▸ **GOAL**: Please count the lines in the records below that contain the word "plant", and give only that number.

▸ **Stored dataset items**:

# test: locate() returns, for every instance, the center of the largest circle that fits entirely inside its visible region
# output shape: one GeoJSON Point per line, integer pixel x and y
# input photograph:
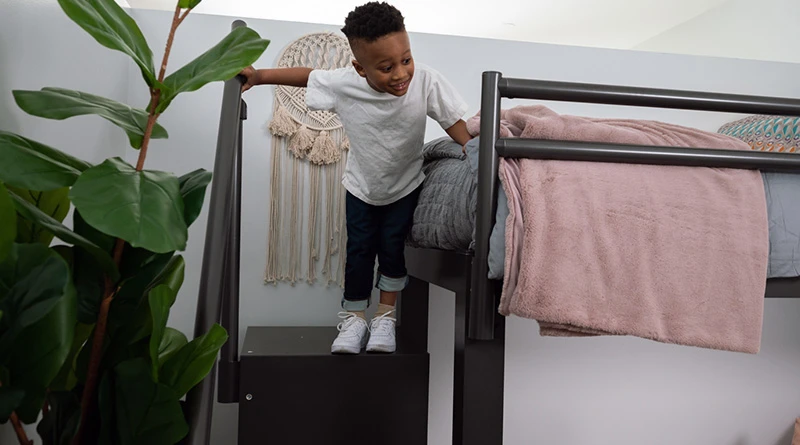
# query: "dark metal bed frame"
{"type": "Point", "coordinates": [480, 330]}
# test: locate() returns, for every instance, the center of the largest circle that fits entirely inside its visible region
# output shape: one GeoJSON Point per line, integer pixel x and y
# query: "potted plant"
{"type": "Point", "coordinates": [84, 341]}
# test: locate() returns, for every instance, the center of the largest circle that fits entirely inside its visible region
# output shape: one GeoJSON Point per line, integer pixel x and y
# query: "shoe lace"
{"type": "Point", "coordinates": [383, 323]}
{"type": "Point", "coordinates": [348, 318]}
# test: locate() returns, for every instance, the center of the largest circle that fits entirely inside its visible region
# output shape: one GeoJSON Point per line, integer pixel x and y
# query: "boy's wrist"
{"type": "Point", "coordinates": [262, 76]}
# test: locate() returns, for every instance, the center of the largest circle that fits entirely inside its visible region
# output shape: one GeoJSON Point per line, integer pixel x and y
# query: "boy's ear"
{"type": "Point", "coordinates": [359, 69]}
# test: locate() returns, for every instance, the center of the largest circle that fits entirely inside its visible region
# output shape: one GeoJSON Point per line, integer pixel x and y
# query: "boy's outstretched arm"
{"type": "Point", "coordinates": [458, 132]}
{"type": "Point", "coordinates": [296, 77]}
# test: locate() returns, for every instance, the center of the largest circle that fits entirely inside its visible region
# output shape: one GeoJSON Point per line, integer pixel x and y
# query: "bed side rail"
{"type": "Point", "coordinates": [482, 303]}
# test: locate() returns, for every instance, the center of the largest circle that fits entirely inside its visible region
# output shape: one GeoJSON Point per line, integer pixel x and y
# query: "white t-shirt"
{"type": "Point", "coordinates": [386, 132]}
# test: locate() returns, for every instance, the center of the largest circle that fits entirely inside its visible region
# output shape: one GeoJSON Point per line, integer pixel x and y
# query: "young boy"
{"type": "Point", "coordinates": [383, 101]}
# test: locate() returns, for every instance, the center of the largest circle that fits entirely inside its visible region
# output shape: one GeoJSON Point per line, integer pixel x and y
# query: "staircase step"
{"type": "Point", "coordinates": [294, 391]}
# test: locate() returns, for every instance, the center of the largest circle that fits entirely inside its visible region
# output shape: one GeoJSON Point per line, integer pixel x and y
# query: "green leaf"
{"type": "Point", "coordinates": [143, 208]}
{"type": "Point", "coordinates": [39, 353]}
{"type": "Point", "coordinates": [172, 342]}
{"type": "Point", "coordinates": [146, 412]}
{"type": "Point", "coordinates": [30, 288]}
{"type": "Point", "coordinates": [30, 213]}
{"type": "Point", "coordinates": [161, 299]}
{"type": "Point", "coordinates": [8, 223]}
{"type": "Point", "coordinates": [54, 203]}
{"type": "Point", "coordinates": [188, 4]}
{"type": "Point", "coordinates": [193, 190]}
{"type": "Point", "coordinates": [194, 361]}
{"type": "Point", "coordinates": [66, 379]}
{"type": "Point", "coordinates": [60, 104]}
{"type": "Point", "coordinates": [34, 166]}
{"type": "Point", "coordinates": [172, 275]}
{"type": "Point", "coordinates": [129, 318]}
{"type": "Point", "coordinates": [113, 28]}
{"type": "Point", "coordinates": [238, 50]}
{"type": "Point", "coordinates": [60, 423]}
{"type": "Point", "coordinates": [10, 398]}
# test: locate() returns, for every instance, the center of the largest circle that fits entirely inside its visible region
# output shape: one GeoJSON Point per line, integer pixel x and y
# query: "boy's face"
{"type": "Point", "coordinates": [386, 63]}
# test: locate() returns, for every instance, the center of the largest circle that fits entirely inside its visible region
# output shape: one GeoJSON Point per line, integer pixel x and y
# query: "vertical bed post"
{"type": "Point", "coordinates": [200, 400]}
{"type": "Point", "coordinates": [481, 304]}
{"type": "Point", "coordinates": [228, 391]}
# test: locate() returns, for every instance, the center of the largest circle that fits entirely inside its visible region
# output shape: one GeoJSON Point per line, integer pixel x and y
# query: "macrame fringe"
{"type": "Point", "coordinates": [302, 141]}
{"type": "Point", "coordinates": [324, 151]}
{"type": "Point", "coordinates": [309, 152]}
{"type": "Point", "coordinates": [282, 125]}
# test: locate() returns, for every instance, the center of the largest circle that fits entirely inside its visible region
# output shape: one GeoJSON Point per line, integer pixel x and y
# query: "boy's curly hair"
{"type": "Point", "coordinates": [373, 20]}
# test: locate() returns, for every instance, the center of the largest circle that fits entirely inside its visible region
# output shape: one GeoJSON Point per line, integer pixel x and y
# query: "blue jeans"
{"type": "Point", "coordinates": [376, 230]}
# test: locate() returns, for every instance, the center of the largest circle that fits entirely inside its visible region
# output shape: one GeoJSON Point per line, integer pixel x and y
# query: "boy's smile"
{"type": "Point", "coordinates": [386, 63]}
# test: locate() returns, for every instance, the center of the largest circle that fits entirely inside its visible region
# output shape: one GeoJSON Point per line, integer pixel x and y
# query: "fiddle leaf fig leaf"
{"type": "Point", "coordinates": [54, 203]}
{"type": "Point", "coordinates": [60, 104]}
{"type": "Point", "coordinates": [193, 190]}
{"type": "Point", "coordinates": [8, 223]}
{"type": "Point", "coordinates": [189, 4]}
{"type": "Point", "coordinates": [31, 213]}
{"type": "Point", "coordinates": [238, 50]}
{"type": "Point", "coordinates": [113, 28]}
{"type": "Point", "coordinates": [192, 363]}
{"type": "Point", "coordinates": [144, 208]}
{"type": "Point", "coordinates": [30, 165]}
{"type": "Point", "coordinates": [161, 299]}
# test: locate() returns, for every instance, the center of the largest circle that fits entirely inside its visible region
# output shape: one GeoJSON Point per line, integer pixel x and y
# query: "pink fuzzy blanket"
{"type": "Point", "coordinates": [672, 254]}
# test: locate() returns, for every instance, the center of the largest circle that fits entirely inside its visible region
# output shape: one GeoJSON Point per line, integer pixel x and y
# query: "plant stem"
{"type": "Point", "coordinates": [155, 94]}
{"type": "Point", "coordinates": [88, 399]}
{"type": "Point", "coordinates": [21, 435]}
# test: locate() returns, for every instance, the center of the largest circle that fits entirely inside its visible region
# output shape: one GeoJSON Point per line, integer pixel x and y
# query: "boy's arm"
{"type": "Point", "coordinates": [296, 77]}
{"type": "Point", "coordinates": [458, 132]}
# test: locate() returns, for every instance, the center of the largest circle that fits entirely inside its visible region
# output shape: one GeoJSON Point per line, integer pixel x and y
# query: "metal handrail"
{"type": "Point", "coordinates": [482, 301]}
{"type": "Point", "coordinates": [219, 280]}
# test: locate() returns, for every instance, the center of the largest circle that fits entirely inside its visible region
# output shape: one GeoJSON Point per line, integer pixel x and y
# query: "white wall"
{"type": "Point", "coordinates": [587, 391]}
{"type": "Point", "coordinates": [592, 392]}
{"type": "Point", "coordinates": [40, 47]}
{"type": "Point", "coordinates": [748, 29]}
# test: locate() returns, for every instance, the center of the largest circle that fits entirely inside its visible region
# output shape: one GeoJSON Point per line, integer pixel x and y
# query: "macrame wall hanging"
{"type": "Point", "coordinates": [309, 151]}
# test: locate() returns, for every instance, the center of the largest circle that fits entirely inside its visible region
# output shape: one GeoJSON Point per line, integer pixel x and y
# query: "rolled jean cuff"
{"type": "Point", "coordinates": [355, 305]}
{"type": "Point", "coordinates": [388, 284]}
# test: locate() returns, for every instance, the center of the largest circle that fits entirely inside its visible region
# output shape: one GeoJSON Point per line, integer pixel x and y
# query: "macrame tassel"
{"type": "Point", "coordinates": [282, 124]}
{"type": "Point", "coordinates": [301, 142]}
{"type": "Point", "coordinates": [324, 151]}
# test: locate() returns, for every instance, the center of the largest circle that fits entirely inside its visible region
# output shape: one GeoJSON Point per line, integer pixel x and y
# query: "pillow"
{"type": "Point", "coordinates": [766, 133]}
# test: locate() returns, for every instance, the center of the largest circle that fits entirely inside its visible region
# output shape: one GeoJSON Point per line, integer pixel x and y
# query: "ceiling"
{"type": "Point", "coordinates": [621, 24]}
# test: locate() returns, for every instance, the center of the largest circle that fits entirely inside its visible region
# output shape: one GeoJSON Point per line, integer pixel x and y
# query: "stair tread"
{"type": "Point", "coordinates": [263, 341]}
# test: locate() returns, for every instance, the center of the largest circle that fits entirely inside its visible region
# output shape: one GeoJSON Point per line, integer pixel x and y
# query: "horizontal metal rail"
{"type": "Point", "coordinates": [646, 154]}
{"type": "Point", "coordinates": [646, 97]}
{"type": "Point", "coordinates": [482, 303]}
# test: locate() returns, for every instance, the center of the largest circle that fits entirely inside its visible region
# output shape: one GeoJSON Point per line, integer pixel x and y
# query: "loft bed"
{"type": "Point", "coordinates": [480, 330]}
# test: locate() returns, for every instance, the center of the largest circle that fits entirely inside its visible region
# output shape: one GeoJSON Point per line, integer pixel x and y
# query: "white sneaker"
{"type": "Point", "coordinates": [352, 334]}
{"type": "Point", "coordinates": [382, 335]}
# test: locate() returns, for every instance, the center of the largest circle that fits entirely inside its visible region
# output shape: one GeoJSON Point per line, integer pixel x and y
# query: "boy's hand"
{"type": "Point", "coordinates": [250, 74]}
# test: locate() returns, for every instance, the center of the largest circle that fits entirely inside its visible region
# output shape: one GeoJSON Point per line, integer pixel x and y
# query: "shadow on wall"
{"type": "Point", "coordinates": [8, 121]}
{"type": "Point", "coordinates": [786, 439]}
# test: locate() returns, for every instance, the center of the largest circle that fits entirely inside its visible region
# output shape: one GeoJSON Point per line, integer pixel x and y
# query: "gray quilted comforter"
{"type": "Point", "coordinates": [446, 209]}
{"type": "Point", "coordinates": [445, 216]}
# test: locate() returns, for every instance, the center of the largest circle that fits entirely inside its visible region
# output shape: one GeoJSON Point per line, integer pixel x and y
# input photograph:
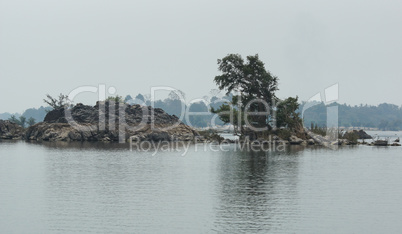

▸ **RESPONSE BELOW**: 2